== Exercise text ==
If a business isn’t providing valuable, meaningful solutions to real customers’ problems or delivering outcomes that both make a positive difference in the customers’ lives and support the company’s mission, the business won’t have to worry about profits or outputs for long. The market has a way of taking care of that.

The historical division between social and non-social business and “purpose” vs. “profits” is artificial and antiquated. Almost exactly two years ago, Michael Porter and Mark Kramer called for a new definition of capitalism — “shared value” — to unify this false choice. I think this is how Adam Smith envisioned capitalism; we just redefined it to serve our purposes. In fact, our financial crisis in part stems from non-social businesses divorcing impact from profit and the outcome will haunt us for a long time.

To further test what I had learned, I turned to business model guru and friend, Alex Osterwalder (I’ve used his Business Model Canvas since 2009 because I believe it’s one of the best methodologies out there). He has vast experience creating business models all over the globe, in almost every industry sector, and he came to the same conclusion: There is no significant difference in the business models themselves. In fact, we agreed that for-profit social businesses are a powerful way to increase impact. For instance, Sun Edison’s business model demonstrates that increasing impact doesn’t decrease profitability. One of Alex’s favorite businesses, PeePoople, is implementing a similar model to provide basic personal sanitation to the 2.6 billion people who don’t have it today. As Alex says, “The most amazing business models are those where profit and impact live in harmony. Business models can be designed where impact doesn’t diminish revenues or profit and vice versa.”

Does this answer the question about needing something different for a social business? I think so and the answer is clearly no. It’s time we stop talking about “social” vs. “non-social” and encourage all entrepreneurs to focus on impact in every element of the business model as well as the whole. We read about companies, like Patagonia, Virgin, Cemex, who profitably and purposefully balance doing well and doing good. If they do it, why can’t you?

There are also some quiet, under the radar companies, like 6th generation family-held Menasha Corp. in Wisconsin’s Fox Valley. The 164-year-old corrugated packaging firm has over $1B in revenue. Despite being in a commodity-driven market, it has experienced seven consecutive years of remarkable growth, even during the recession. Menasha’s plants use heat from the corrugators to warm the buildings; they’ve reduced water usage while increasing production; their culture is collaborative; and their people are active in their communities, serving on school boards, supporting art and music, and having plain old fun in the Muscatine Great River Days boat races. The result is synergistic growth of a company and its communities.

By focusing on each individual business model element and the model’s overall impact to create outputs that support sustainable outcomes, perhaps our social entrepreneurs can help society break down this tired, man-made wall between social and non-social businesses.

This post originally appeared in Harvard Business Review's  Scaling Social Impact series.


Innovating The Brick-and-Mortar Injustice Infrastructure

This week's post is by Andy Posner, Co-Founder & Executive Director of Capital Good Fund (CGF), a non-profit microfinance organization targeting the root causes of poverty through innovative micro-loans and personal financial coaching.  In a world filled with Pay-Day lenders that ruin lives, CGF is starting to making a difference by innovating the basic business model.  Maybe you can help!
===
== Study material ==
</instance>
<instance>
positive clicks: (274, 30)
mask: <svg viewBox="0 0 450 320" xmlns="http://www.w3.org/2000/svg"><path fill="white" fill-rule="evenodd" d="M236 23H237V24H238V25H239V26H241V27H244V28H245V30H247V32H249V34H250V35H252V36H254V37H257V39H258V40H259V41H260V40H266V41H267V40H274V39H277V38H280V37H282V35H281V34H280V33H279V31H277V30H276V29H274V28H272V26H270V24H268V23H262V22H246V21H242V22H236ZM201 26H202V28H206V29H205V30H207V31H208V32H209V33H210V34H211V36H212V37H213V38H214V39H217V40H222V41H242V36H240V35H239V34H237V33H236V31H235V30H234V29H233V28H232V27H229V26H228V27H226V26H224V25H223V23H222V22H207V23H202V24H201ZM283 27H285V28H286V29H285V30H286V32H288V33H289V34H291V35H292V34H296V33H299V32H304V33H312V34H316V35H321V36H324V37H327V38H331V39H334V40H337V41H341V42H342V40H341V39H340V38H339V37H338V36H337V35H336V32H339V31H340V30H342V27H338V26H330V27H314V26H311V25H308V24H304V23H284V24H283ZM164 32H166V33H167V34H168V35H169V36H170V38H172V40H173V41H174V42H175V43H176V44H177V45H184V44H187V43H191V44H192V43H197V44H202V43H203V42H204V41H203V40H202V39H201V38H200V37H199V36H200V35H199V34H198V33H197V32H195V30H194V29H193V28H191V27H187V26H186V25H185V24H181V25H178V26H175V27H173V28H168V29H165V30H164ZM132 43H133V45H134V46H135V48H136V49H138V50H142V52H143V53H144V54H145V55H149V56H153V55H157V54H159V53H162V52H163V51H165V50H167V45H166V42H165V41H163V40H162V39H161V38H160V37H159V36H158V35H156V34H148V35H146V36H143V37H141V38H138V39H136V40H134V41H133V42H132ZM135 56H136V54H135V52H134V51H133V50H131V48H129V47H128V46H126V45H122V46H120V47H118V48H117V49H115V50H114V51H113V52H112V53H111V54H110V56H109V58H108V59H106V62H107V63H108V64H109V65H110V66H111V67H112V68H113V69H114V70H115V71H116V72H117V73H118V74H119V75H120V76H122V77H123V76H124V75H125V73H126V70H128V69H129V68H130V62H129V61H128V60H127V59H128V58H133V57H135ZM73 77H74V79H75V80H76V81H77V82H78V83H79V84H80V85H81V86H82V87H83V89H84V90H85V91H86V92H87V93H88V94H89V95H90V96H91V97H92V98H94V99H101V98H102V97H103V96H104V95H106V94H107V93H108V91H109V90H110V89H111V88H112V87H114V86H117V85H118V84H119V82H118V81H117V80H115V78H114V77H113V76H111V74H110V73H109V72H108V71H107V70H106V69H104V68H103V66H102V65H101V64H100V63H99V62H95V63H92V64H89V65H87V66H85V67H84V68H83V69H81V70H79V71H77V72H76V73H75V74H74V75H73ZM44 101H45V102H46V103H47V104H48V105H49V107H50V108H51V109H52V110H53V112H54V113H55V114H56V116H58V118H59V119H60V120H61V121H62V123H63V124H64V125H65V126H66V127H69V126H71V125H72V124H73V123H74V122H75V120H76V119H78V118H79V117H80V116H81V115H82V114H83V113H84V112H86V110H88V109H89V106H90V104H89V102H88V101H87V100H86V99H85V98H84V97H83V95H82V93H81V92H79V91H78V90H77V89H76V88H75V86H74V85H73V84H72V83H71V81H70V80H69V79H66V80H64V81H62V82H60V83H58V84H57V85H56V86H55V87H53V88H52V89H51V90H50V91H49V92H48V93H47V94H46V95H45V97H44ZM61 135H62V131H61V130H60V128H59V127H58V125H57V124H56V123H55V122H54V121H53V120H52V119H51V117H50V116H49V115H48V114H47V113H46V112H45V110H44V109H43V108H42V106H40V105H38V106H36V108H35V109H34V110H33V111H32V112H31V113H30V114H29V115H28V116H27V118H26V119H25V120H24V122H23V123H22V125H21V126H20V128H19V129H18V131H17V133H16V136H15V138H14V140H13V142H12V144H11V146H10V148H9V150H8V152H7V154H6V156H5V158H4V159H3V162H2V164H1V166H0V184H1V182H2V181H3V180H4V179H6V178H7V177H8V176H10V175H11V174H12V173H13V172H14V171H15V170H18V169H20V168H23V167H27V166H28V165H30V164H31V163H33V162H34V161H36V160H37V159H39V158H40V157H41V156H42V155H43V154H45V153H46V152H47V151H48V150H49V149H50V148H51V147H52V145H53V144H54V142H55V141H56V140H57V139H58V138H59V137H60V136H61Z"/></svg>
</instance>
===
• Using the information:
1 - Reproduce the social business passage word for word, from "Does this answer" up to and including "why can’t you?".
2 - Write the next part of the social business passage, picking up after its final sentence.
The rows have no role in this exercise.

• Outputs in order:
1 -
Does this answer the question about needing something different for a social business? I think so and the answer is clearly no. It’s time we stop talking about “social” vs. “non-social” and encourage all entrepreneurs to focus on impact in every element of the business model as well as the whole. We read about companies, like Patagonia, Virgin, Cemex, who profitably and purposefully balance doing well and doing good. If they do it, why can’t you?

2 -
Go into any low-income neighborhood in America and you are almost certain to come face-to-face with a cabal of bright neon signs and welcoming storefronts proclaiming fast cash, no credit required.  This is the brick-and-mortar infrastructure of a $100 billion/year industry—check cashers, pawn shops, payday lenders, refund anticipation lenders, rent-to-own stores and other sub-prime lenders—that profits handsomely off the backs of the poor.  As the Co-Founder & Executive Director of Capital Good Fund (CGF), a non-profit based in Providence, RI that uses financial services to tackle poverty, I am all-to-aware of the damage these companies do to the fabric of communities and the families that reside therein.  Take, for instance, payday lenders: a study by the Insight Center for Community Economic Development found that in 2011 “the burden of repaying [payday loans] resulted in $774 million in lost consumer spending and 14,000 job losses.[1]

Traditional economic theory dictates that market forces should spawn more affordable alternatives, but they haven’t.  America’s poor are forced to choose between the 260% payday loan and mainstream financial products and services from which they are often excluded due to poor credit.  Few for-profit alternatives exist because small, risky loans aren’t highly profitable if they aren’t accompanied by high interest rates, and few non-profit alternatives have scaled because of the limits of philanthropic dollars.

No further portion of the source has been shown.